PROBLEM TO WORK ON: Give a verbatim repeat of the lines that run from the line containing "det: woman's lips" to the end of the data below.

========================================================================

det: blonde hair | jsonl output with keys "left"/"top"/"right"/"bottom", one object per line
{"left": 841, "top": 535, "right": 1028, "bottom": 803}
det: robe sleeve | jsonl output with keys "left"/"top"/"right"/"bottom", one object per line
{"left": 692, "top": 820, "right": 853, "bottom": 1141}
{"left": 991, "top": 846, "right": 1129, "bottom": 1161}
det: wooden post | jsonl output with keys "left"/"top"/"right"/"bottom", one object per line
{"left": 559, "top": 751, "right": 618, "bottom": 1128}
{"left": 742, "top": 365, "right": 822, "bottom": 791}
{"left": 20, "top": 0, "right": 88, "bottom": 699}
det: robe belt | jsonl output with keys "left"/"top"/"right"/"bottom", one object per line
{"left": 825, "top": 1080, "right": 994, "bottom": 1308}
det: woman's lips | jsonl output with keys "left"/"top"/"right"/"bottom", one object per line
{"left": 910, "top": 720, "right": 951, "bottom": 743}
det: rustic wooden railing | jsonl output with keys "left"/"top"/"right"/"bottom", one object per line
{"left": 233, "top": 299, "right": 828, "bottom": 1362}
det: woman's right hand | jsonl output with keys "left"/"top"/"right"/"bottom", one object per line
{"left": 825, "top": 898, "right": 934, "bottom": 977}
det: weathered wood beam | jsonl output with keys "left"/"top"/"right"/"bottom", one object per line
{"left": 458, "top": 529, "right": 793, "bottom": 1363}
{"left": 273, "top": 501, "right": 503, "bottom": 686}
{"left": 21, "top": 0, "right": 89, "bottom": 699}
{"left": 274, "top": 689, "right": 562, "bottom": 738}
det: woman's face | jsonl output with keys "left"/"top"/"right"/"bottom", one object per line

========================================================================

RESPONSE TO THIS EXERCISE:
det: woman's lips | jsonl output with keys "left"/"top"/"right"/"bottom", one object per line
{"left": 910, "top": 720, "right": 951, "bottom": 743}
det: rustic wooden railing | jsonl output with keys "left"/"top"/"right"/"bottom", one object per line
{"left": 233, "top": 299, "right": 828, "bottom": 1362}
det: woman's right hand | jsonl output with keys "left"/"top"/"right"/"bottom", one object per line
{"left": 825, "top": 898, "right": 934, "bottom": 977}
det: weathered wood beam | jsonl output with keys "left"/"top"/"right"/"bottom", one object per line
{"left": 458, "top": 529, "right": 793, "bottom": 1363}
{"left": 273, "top": 501, "right": 503, "bottom": 686}
{"left": 21, "top": 0, "right": 89, "bottom": 699}
{"left": 274, "top": 689, "right": 562, "bottom": 738}
det: woman's face | jsonl output with keys "left"/"top"/"right"/"bottom", one object per line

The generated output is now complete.